• EXERCISE DIRECTIONS:
Take each line from the entries that holds "power" and copy it out.

+++ RECORD EXTRACTS +++

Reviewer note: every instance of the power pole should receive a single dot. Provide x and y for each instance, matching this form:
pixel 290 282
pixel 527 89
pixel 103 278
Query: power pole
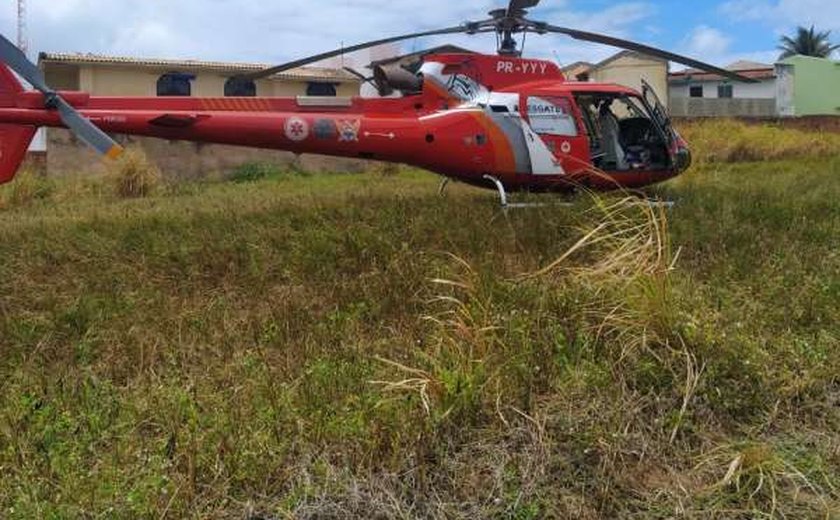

+++

• SOLUTION:
Reviewer note: every instance of the power pole should receive a single dot. Provide x and y for each instance, matching this form:
Query: power pole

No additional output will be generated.